Problem to solve: Only the lines from the one containing "of the driver" to the end of the records belong in the output; print them exactly.
## Begin
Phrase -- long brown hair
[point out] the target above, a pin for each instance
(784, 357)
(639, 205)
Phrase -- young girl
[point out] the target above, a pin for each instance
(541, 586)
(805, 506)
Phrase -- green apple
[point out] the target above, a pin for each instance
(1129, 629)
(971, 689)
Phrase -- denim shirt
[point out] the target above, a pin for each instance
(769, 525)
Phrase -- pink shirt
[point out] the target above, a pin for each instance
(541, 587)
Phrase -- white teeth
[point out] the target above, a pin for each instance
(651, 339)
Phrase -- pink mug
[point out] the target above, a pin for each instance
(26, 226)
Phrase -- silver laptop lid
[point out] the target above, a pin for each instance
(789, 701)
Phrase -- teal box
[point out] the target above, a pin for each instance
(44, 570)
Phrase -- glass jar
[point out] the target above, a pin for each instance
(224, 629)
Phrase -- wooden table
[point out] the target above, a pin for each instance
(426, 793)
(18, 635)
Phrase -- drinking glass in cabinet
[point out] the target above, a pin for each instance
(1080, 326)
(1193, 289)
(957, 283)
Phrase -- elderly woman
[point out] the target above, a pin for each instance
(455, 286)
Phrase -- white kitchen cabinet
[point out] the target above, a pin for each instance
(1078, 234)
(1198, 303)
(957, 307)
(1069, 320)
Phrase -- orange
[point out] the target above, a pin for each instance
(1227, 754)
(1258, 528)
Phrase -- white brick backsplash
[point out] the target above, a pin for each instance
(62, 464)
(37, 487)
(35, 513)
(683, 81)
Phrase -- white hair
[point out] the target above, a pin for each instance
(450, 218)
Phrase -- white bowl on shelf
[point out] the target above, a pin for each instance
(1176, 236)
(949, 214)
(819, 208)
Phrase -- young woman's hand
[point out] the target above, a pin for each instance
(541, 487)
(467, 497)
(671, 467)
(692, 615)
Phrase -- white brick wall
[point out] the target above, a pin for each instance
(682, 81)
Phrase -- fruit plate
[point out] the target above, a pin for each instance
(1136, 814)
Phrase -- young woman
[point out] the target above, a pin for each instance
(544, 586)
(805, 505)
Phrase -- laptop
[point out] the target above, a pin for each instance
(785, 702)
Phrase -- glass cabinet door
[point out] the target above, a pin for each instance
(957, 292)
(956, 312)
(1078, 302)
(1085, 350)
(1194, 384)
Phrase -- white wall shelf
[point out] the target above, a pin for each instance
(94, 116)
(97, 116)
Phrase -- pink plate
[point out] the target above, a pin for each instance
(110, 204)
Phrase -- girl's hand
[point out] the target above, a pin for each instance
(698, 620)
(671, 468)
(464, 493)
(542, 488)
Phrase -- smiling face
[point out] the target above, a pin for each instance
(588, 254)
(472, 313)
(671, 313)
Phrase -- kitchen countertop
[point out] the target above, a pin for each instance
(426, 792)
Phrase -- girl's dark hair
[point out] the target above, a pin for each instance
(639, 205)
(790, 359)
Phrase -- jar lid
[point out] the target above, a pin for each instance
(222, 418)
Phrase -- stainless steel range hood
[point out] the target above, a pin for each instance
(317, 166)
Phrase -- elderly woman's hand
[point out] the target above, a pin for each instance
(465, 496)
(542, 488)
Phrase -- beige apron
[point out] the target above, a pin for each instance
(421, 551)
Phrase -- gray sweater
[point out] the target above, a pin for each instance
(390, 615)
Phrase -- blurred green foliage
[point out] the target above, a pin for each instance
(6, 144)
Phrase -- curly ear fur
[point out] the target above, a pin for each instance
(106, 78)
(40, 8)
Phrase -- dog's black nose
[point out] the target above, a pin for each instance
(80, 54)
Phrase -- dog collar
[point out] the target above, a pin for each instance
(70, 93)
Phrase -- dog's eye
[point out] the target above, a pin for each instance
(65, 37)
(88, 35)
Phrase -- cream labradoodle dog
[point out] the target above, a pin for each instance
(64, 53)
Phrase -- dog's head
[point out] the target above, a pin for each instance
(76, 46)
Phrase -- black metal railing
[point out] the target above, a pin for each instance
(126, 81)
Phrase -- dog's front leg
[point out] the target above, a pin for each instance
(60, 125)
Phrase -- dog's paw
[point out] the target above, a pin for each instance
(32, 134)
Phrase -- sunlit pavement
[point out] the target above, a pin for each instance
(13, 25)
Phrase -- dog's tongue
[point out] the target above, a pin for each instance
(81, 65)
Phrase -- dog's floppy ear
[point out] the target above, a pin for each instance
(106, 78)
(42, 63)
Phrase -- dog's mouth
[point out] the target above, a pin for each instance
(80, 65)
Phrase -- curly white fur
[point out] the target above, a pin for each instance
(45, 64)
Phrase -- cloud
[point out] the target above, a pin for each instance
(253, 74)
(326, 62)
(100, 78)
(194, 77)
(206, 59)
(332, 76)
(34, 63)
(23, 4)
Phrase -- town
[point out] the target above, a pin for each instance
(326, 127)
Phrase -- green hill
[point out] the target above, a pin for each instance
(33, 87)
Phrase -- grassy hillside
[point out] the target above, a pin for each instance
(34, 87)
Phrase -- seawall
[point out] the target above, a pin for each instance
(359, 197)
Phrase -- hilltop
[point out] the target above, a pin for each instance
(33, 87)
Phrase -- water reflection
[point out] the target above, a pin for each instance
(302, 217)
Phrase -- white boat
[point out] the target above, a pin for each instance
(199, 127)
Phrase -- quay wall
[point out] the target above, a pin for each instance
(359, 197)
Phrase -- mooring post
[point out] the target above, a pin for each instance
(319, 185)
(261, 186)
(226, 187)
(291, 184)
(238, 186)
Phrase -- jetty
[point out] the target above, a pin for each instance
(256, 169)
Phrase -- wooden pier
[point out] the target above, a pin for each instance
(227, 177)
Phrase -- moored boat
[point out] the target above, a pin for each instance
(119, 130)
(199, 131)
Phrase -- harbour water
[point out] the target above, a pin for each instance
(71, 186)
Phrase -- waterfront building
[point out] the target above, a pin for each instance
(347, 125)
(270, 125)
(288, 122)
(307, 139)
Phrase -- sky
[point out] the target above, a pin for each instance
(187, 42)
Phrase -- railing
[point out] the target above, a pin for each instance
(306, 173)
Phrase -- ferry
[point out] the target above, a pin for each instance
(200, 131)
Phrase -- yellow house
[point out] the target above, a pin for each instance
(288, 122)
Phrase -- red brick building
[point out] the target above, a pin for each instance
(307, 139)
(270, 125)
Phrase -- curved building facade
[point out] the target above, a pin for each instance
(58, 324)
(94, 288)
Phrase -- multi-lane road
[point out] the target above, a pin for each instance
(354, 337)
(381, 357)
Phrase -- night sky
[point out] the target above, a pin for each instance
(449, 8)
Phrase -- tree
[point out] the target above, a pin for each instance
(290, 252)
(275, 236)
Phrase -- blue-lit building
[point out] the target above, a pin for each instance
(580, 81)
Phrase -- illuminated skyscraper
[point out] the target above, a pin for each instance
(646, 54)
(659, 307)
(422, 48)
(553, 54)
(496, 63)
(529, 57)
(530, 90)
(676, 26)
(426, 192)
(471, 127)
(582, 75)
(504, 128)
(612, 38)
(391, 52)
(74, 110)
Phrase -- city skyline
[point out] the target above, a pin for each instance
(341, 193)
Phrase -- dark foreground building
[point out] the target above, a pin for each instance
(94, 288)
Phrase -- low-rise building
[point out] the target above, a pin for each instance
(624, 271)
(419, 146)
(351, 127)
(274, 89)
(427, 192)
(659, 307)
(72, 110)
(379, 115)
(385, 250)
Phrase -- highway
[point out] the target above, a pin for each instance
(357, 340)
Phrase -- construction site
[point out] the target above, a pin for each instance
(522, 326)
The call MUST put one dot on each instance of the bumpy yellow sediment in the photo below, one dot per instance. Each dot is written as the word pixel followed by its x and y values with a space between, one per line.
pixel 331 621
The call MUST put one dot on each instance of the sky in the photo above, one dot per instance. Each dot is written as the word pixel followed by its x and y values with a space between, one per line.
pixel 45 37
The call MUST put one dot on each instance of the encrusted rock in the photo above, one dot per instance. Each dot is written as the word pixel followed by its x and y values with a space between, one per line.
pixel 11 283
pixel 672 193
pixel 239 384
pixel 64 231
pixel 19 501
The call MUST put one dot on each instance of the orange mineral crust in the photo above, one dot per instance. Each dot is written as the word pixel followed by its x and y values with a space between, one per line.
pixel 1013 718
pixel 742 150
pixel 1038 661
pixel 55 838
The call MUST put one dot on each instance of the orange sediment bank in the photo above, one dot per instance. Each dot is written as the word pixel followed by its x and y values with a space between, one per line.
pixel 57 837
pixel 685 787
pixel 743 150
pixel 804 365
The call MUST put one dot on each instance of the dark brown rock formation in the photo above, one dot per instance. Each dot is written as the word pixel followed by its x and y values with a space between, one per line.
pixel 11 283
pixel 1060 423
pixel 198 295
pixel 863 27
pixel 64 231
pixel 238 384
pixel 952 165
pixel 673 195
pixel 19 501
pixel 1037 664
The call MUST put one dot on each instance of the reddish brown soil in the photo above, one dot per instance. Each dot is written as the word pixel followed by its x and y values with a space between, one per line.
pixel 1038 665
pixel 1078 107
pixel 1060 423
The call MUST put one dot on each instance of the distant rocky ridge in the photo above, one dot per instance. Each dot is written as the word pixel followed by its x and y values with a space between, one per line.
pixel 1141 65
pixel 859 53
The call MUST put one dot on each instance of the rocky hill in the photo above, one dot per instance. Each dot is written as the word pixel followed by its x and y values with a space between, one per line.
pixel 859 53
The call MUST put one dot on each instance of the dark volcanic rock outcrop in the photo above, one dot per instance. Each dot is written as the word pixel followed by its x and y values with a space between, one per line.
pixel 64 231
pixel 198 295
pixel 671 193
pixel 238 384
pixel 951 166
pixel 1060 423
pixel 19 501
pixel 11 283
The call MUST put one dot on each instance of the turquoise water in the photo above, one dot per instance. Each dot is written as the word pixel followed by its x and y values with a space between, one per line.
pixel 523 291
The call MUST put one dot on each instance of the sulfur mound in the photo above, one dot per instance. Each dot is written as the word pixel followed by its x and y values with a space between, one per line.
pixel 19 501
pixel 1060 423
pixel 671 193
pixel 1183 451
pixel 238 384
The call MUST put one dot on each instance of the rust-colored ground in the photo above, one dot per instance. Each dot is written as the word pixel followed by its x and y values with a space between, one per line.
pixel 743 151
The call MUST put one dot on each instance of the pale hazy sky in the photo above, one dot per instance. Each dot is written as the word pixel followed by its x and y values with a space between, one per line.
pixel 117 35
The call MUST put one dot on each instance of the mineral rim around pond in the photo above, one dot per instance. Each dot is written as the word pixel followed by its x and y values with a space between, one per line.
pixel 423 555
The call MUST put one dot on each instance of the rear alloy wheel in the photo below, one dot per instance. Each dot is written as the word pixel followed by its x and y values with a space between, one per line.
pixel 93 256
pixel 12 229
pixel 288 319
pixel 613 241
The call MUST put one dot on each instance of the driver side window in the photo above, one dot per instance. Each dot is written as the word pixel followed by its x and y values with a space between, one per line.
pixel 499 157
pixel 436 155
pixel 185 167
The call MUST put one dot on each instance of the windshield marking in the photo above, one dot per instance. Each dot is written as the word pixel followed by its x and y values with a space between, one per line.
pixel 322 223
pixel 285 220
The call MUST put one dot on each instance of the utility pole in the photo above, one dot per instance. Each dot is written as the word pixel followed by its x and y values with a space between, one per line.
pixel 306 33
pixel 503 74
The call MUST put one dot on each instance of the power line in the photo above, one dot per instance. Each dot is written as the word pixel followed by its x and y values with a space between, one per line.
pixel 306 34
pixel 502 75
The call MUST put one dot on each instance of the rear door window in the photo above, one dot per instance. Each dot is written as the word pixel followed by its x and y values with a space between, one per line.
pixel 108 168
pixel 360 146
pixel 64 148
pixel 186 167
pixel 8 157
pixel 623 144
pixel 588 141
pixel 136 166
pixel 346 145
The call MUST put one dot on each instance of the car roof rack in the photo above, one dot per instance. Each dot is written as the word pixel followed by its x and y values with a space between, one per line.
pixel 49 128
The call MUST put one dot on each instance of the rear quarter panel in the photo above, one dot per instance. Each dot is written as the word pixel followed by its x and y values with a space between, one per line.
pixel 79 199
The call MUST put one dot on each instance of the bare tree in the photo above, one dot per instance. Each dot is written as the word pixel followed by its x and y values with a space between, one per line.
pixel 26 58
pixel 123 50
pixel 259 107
## End
Written answer:
The call MUST put one dot on each instance of the driver side window in the photo above, one dot per instance. Each dot is written as the word pixel followed by its x and y values with a space between, one per line.
pixel 499 157
pixel 436 155
pixel 185 167
The call MUST put one dot on each instance of the windshield marking in the photo above, one dot per instance. Each dot is written as the word pixel followed by its x and y values with a space between, one per line.
pixel 322 223
pixel 285 220
The call MUST put one dot on each instance of the utility pole in the photo above, one dot per instance. Each dot is written as the word pixel followed by its x and y values with a space between, one per line.
pixel 306 33
pixel 503 74
The call MUST put one dot on each instance of the power line in the photo above, one dot per instance. Each dot is written as the word pixel followed by its x and y values with a space between, one per line.
pixel 306 34
pixel 502 75
The call MUST put one dot on each instance of the rear door window in the photo above, one dot per instance. Each dot is written as the word pixel followed by its x and y values with a space between, one per line.
pixel 108 168
pixel 360 146
pixel 64 148
pixel 186 167
pixel 8 157
pixel 623 144
pixel 588 141
pixel 136 166
pixel 346 145
The call MUST put one dot on each instance of the car roof rack in the photo above, one dot per instance. Each dot is written as the word pixel followed by its x and y values with a space between, one per line.
pixel 49 128
The call MUST put one dot on each instance of the rear quarter panel in the photo above, one dot per instance. Each dot is written as the word pixel followed by its x and y values with a space between, one per line.
pixel 79 199
The call MUST put one dot on each instance of the bare tree in the photo above, one dot per instance. Each dot is written as the word pixel followed by its x and y values with a space between, one per line.
pixel 26 58
pixel 123 50
pixel 259 107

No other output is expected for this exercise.